PASSAGE SHOWN:
********

All the SOX family encoded by protein sequences of common carp was analogous to other higher vertebrate species. It contains with highly conserved HMG domains and structural motif of the model zebrafish, have well conserved domains among the manifold species based on multiple protein sequences. Our present observations in all selected organisms are strongly aggregated with earlier reports confirming that the HMG domains of SOX gene family are highly conserved [53], [45]. The HMG (High mobility group) domains which are family of chromosomal proteins comparatively low molecular weight and non-histone mechanisms those bind with DNA among low sequence specific identity [56]. We also perceive that the individual SOX genes including with high mobility group A and B (DNA-binding domains) which mean HMG1-A also called HMG-T in fish and HMG2-B are related with other vertebrate genes, same observation in the report of structural features of HMG genes and proteins [57], which make double distinguishing features: two HMG boxes (A and B), homologous folded domains consist of approximately 80 amino acid residues, and a long acidic tail containing 20–30 aspartic or glutamic acid residues, all common carp SOX genes in HMG Group-I(SOX7) and Group-II (SOX18) have C-terminal domains. The SOX gene families of HMG BOX (PDOC00305) transcriptional factor encoded with sex determination factor on Y-chromosome play a vital role for embryonic development.In teleost, sex chromosomes are commonly monomorphic and feasibly evolutionary young [58]. With the help of bioinformatics analysis the SOX 18 combine with SOX7 and SOX17 or show C-termini among different higher vertebrates and teleost (Homo sapiens, Mus musculus, Canis lupus familiaris, Oreochromis niloticus, Carassius auratus, and Pan troglodytes), they have highly conserved aa residues and comprises with a strong trans activating domains [59], [60].

In Protein–protein interaction of SOX family are interact many other transcriptional factors like POU5F3, RUNX2A, NANOG, POU5F3, KLF4A, PAX6A, MYCA, CTNNB1, KLF4B, AND FOXD3 etc. All the SOX genes in common carp are mentioned in networks are directly or indirectly involved with sex determination mechanisms including Sry -related HMG box. This has previously been observed in other vertebrates including fish, genes are reported related to sex determination mechanisms including Sry -related HMG box (SOX genes), Anti-Mullerian hormone receptor type 2, Double-sex and mab-3 related transcription factors and Growth differentiation factor 6. In the same contrast SOX proteins showing strong interaction network cluster with each other such as network-1 consistent of (SOX19a, SOX11a and SOX3) same as earlier researcher reported in Zebrafish [61], network-II consistent of (SOX21a, SOX21b and SOX2) same as compared in Japanese rice fish [20], and in network 3 of common carp were including (SOX13, SOX6, SOX19b, SOX5, SOX32, and SOX10 proteins), as compared with network-III of common carp and same trend observe in study of SOX proteins for cell regulation and interaction in fish, SOX proteins make network of SOX13, SOX6, SOX5, SOX32, and SOX10 [26].

********

WHAT THE EXERCISE ASKS: In the passage on SOX genes in common carp, which three proteins make up network-II?

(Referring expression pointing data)
********

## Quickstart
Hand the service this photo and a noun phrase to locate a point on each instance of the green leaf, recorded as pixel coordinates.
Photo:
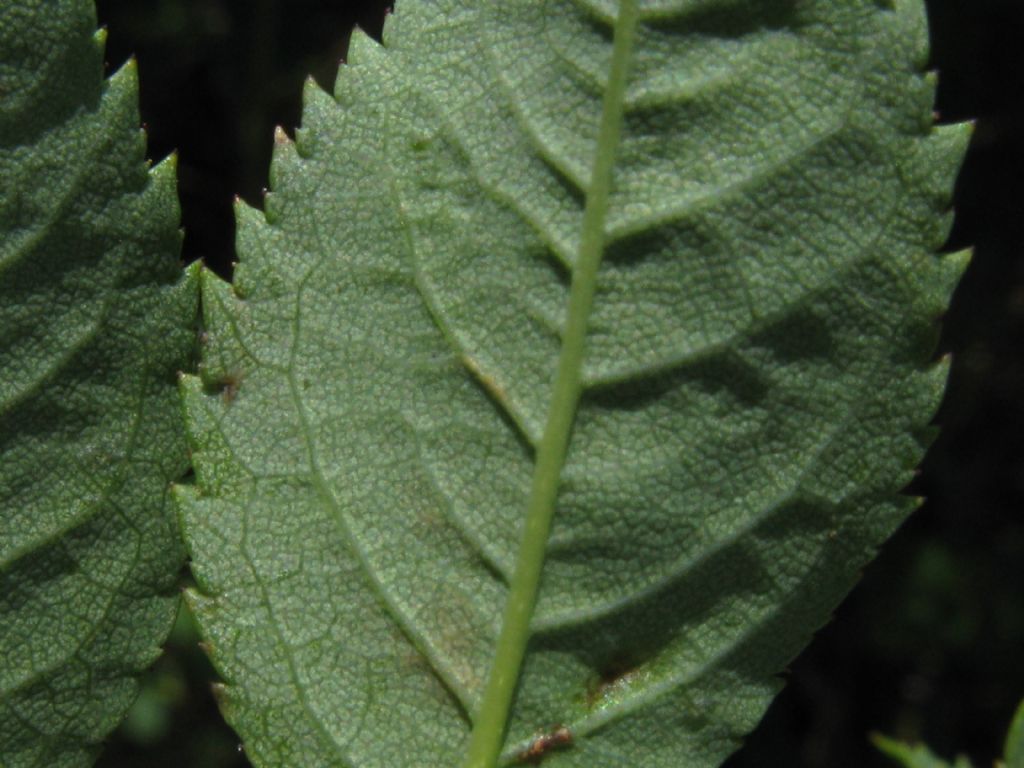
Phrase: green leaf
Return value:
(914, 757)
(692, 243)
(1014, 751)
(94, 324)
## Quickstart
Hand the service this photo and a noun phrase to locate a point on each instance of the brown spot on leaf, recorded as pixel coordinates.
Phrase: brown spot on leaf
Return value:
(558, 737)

********

RESPONSE TO THE EXERCISE: SOX21a, SOX21b and SOX2.